Copy the data exactly. Images are the one exception.

Dataset entries:
· · · · · · ·

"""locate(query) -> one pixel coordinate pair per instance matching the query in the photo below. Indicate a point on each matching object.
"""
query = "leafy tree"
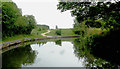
(13, 23)
(103, 11)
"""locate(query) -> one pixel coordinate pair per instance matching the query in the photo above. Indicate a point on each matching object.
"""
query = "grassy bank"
(64, 32)
(34, 34)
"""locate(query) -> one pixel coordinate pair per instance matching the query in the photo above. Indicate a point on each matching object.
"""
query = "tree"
(56, 27)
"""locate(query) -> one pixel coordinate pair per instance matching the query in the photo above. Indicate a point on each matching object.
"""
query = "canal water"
(52, 53)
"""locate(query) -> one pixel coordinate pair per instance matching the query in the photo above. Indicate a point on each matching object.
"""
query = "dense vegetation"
(99, 27)
(17, 26)
(13, 23)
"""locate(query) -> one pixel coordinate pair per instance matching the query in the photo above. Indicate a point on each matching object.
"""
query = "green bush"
(58, 32)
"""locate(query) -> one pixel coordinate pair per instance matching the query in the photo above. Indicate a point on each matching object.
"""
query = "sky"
(46, 13)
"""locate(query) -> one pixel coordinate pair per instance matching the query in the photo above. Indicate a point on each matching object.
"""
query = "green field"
(64, 32)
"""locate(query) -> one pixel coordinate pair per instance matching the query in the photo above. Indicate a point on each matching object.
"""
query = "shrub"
(58, 32)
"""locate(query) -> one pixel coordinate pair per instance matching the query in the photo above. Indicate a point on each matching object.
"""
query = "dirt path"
(44, 34)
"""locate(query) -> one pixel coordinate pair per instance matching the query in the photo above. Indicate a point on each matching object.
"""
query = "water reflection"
(67, 54)
(58, 42)
(18, 57)
(98, 56)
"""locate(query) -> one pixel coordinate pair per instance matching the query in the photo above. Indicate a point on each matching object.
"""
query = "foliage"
(58, 32)
(107, 12)
(13, 23)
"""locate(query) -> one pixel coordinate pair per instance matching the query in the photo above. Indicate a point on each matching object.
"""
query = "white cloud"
(45, 11)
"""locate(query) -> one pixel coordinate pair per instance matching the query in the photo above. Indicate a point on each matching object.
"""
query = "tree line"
(13, 22)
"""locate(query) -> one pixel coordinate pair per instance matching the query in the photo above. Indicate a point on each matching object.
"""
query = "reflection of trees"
(108, 47)
(81, 50)
(19, 56)
(42, 43)
(58, 42)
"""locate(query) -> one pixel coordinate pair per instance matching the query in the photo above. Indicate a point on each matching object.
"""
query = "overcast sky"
(45, 12)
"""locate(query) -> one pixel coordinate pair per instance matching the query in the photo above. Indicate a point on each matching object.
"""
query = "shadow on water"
(101, 53)
(18, 57)
(58, 42)
(108, 47)
(104, 52)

· · · · · · ·

Solution for this task:
"""locate(query) -> one pixel coordinate pair per instance matching the query in the photo below. Indicate a point on each matching object.
"""
query = "leafy tree"
(13, 23)
(103, 11)
"""locate(query) -> one pixel coordinate pair per instance matching the query in the photo above. Indicate a point on each matching object.
"""
query = "grassy bank"
(64, 32)
(34, 34)
"""locate(query) -> one pixel coordinate pair per instance matching the query in the photo above. Indicate a point on each matching object.
"""
query = "tree"
(56, 27)
"""locate(query) -> one pixel coordinate pair per instance matching the query in the photo above. Indicate a point on each matching object.
"""
query = "canal water"
(52, 53)
"""locate(query) -> one pixel coordinate pair per instance matching the query in the photo above. Indicate a point on each matching object.
"""
query = "dense vegetation"
(99, 27)
(17, 26)
(13, 23)
"""locate(query) -> one pixel coordinate pair per instance matching the query in the photo above. Indicate a point on each matching object.
"""
query = "green bush"
(58, 32)
"""locate(query) -> one pixel coordinate pair per instance matching the query in the photo above. Indicate a point on each matching object.
"""
query = "sky"
(46, 13)
"""locate(query) -> one pixel coordinate pair per instance matching the query in the photo above. Indicate a point on each matching object.
"""
query = "green field"
(64, 32)
"""locate(query) -> one pixel coordinate pair per instance matching the query in the photo above. Indicate a point on each matching object.
"""
query = "shrub"
(58, 32)
"""locate(query) -> one pixel coordinate pair per instance matching the query in the photo above. Indicate a point on each matching object.
"""
query = "dirt path"
(44, 34)
"""locate(query) -> one pixel coordinate pair per instance matching the query in the photo above. Indicate a point on each matching object.
"""
query = "water reflection"
(67, 54)
(58, 42)
(18, 57)
(98, 56)
"""locate(query) -> one pixel coordinate pair per instance matching the query in the photo above. Indicate a point on each matching object.
"""
query = "foliage"
(58, 32)
(107, 12)
(13, 23)
"""locate(query) -> one pixel coordinate pair per instance matching the query in the photo above. Indicate a point on each matching object.
"""
query = "white cloud"
(45, 11)
"""locate(query) -> one pixel coordinate pair per instance matching the query in the photo above. Indicate a point on each matching object.
"""
query = "tree line"
(13, 22)
"""locate(query) -> one pixel coordinate pair per instance matching the query in the photo above. Indicate a point on each matching object.
"""
query = "reflection of trees"
(108, 47)
(81, 50)
(19, 56)
(42, 43)
(58, 42)
"""locate(query) -> one pixel coordinate pair per instance matching the query in the photo above. Indicate a point on each matching object.
"""
query = "overcast sky"
(45, 12)
"""locate(query) -> one pixel coordinate pair per instance matching the query in the photo above. Indicate a point on each matching object.
"""
query = "shadow on water"
(101, 53)
(18, 57)
(58, 42)
(108, 47)
(104, 52)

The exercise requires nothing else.